┏━━
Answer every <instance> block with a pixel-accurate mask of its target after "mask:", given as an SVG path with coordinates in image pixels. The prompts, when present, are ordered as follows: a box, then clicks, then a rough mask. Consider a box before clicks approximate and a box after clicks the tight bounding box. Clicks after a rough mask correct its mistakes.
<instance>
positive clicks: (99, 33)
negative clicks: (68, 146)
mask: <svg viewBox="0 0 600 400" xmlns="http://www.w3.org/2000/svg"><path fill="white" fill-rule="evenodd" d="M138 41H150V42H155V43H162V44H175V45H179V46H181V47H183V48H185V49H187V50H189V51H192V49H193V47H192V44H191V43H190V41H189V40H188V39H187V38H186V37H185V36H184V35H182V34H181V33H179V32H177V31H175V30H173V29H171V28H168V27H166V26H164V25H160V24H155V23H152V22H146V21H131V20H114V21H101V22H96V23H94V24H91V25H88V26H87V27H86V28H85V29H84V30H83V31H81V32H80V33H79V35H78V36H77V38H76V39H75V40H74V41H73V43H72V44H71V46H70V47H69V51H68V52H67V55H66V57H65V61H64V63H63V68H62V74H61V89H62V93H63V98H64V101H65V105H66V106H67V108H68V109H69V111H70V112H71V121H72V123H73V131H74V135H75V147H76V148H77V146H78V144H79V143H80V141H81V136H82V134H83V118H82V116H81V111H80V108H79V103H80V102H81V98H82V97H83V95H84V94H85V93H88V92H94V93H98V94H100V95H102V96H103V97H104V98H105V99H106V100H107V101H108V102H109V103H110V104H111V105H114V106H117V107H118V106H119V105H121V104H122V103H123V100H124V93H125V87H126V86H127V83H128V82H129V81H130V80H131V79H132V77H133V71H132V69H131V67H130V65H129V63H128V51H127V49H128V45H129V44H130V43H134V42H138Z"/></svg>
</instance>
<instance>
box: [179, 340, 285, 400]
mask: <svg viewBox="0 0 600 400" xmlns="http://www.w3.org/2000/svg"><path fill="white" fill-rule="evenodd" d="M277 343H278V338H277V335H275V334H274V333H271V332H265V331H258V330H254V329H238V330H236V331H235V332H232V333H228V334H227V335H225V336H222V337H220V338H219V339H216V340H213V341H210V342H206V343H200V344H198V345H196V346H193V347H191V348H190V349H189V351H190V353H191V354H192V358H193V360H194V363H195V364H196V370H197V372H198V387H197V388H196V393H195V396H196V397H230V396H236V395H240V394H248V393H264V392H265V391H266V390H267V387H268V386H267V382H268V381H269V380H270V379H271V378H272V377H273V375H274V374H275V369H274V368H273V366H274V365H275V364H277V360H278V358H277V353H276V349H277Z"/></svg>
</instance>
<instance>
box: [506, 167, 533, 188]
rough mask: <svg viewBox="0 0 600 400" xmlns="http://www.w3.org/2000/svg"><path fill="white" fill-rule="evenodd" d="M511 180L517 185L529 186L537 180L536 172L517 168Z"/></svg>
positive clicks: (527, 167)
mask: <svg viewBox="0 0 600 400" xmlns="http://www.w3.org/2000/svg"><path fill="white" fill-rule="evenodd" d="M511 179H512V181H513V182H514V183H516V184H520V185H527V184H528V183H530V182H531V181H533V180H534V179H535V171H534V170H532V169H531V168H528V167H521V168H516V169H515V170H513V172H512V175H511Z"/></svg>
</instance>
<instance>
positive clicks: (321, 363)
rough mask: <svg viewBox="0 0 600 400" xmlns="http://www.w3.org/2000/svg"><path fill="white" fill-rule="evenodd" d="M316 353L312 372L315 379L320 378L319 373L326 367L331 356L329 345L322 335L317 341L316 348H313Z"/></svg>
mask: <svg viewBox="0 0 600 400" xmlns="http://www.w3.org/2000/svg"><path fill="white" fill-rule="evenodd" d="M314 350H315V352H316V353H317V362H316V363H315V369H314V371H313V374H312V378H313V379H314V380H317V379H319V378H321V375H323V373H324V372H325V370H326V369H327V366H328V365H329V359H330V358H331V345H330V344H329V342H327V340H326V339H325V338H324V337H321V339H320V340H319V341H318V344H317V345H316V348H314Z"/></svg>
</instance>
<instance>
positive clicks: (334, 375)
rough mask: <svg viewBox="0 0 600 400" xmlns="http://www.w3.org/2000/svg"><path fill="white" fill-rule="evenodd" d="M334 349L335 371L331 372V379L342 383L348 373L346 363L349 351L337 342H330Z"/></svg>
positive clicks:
┗━━
WHAT YOU ARE ASKED TO DO
Render all of the data above as a JSON list of strings, one string per line, leaving out any blank lines.

YOUR RESPONSE
[
  "Answer every <instance> block with a pixel-accurate mask of its target after \"mask:\", given as an SVG path with coordinates in image pixels. The prompts, when present, are ordered as follows: a box, then clicks, then a rough mask. Consider a box before clicks approximate and a box after clicks the tight bounding box. Clicks after a rough mask correct its mistakes.",
  "<instance>",
  "positive clicks: (99, 33)",
  "negative clicks: (68, 146)",
  "mask: <svg viewBox=\"0 0 600 400\" xmlns=\"http://www.w3.org/2000/svg\"><path fill=\"white\" fill-rule=\"evenodd\" d=\"M138 41H150V42H155V43H162V44H175V45H179V46H181V47H183V48H185V49H187V50H189V51H192V49H193V47H192V44H191V43H190V41H189V40H188V39H187V38H186V37H185V36H184V35H182V34H181V33H179V32H177V31H175V30H173V29H171V28H168V27H166V26H164V25H160V24H155V23H152V22H146V21H131V20H114V21H101V22H96V23H94V24H91V25H88V26H87V27H86V28H85V29H84V30H83V31H81V32H80V33H79V35H78V36H77V38H76V39H75V40H74V41H73V43H72V44H71V46H70V47H69V51H68V52H67V55H66V57H65V61H64V63H63V68H62V74H61V89H62V93H63V98H64V101H65V105H66V106H67V108H68V109H69V111H70V112H71V121H72V123H73V131H74V135H75V147H76V148H77V146H78V144H79V143H80V141H81V136H82V134H83V118H82V116H81V111H80V108H79V103H80V102H81V98H82V97H83V95H84V94H85V93H88V92H94V93H98V94H100V95H102V96H103V97H104V98H105V99H106V100H107V101H108V102H109V103H110V104H111V105H114V106H117V107H118V106H119V105H121V104H122V103H123V100H124V93H125V87H126V86H127V83H128V82H129V81H130V80H131V79H132V77H133V71H132V69H131V67H130V65H129V63H128V51H127V49H128V45H129V44H130V43H134V42H138Z\"/></svg>",
  "</instance>",
  "<instance>",
  "box: [179, 340, 285, 400]",
  "mask: <svg viewBox=\"0 0 600 400\" xmlns=\"http://www.w3.org/2000/svg\"><path fill=\"white\" fill-rule=\"evenodd\" d=\"M277 343H278V338H277V335H275V334H274V333H271V332H265V331H258V330H254V329H238V330H236V331H235V332H232V333H228V334H227V335H225V336H222V337H220V338H219V339H216V340H213V341H210V342H206V343H200V344H198V345H196V346H193V347H191V348H190V349H189V351H190V353H191V354H192V358H193V360H194V363H195V364H196V370H197V372H198V387H197V388H196V393H195V396H196V397H230V396H236V395H240V394H248V393H264V392H265V391H266V390H267V387H268V386H267V382H268V381H269V380H270V379H271V378H272V377H273V375H274V374H275V369H274V368H273V366H274V365H275V364H277V360H278V358H277V353H276V349H277Z\"/></svg>",
  "</instance>",
  "<instance>",
  "box: [506, 167, 533, 188]",
  "rough mask: <svg viewBox=\"0 0 600 400\" xmlns=\"http://www.w3.org/2000/svg\"><path fill=\"white\" fill-rule=\"evenodd\" d=\"M511 180L517 185L529 186L537 180L536 172L517 168Z\"/></svg>",
  "positive clicks: (527, 167)",
  "mask: <svg viewBox=\"0 0 600 400\" xmlns=\"http://www.w3.org/2000/svg\"><path fill=\"white\" fill-rule=\"evenodd\" d=\"M511 179H512V181H513V182H514V183H516V184H520V185H527V184H528V183H530V182H531V181H533V180H534V179H535V171H534V170H532V169H531V168H528V167H521V168H516V169H515V170H513V172H512V175H511Z\"/></svg>",
  "</instance>",
  "<instance>",
  "positive clicks: (321, 363)",
  "rough mask: <svg viewBox=\"0 0 600 400\" xmlns=\"http://www.w3.org/2000/svg\"><path fill=\"white\" fill-rule=\"evenodd\" d=\"M316 353L312 372L315 379L320 378L319 373L326 367L331 356L329 345L322 335L317 341L316 348H313Z\"/></svg>",
  "mask: <svg viewBox=\"0 0 600 400\" xmlns=\"http://www.w3.org/2000/svg\"><path fill=\"white\" fill-rule=\"evenodd\" d=\"M314 350H315V352H316V353H317V362H316V363H315V369H314V371H313V374H312V378H313V379H314V380H317V379H319V378H321V375H323V373H324V372H325V370H326V369H327V366H328V365H329V359H330V358H331V345H330V344H329V342H327V340H326V339H325V338H324V337H321V339H320V340H319V341H318V344H317V345H316V348H314Z\"/></svg>",
  "</instance>",
  "<instance>",
  "positive clicks: (334, 375)",
  "rough mask: <svg viewBox=\"0 0 600 400\" xmlns=\"http://www.w3.org/2000/svg\"><path fill=\"white\" fill-rule=\"evenodd\" d=\"M334 349L335 371L331 372V379L342 383L348 373L346 363L349 351L337 342H330Z\"/></svg>",
  "positive clicks:"
]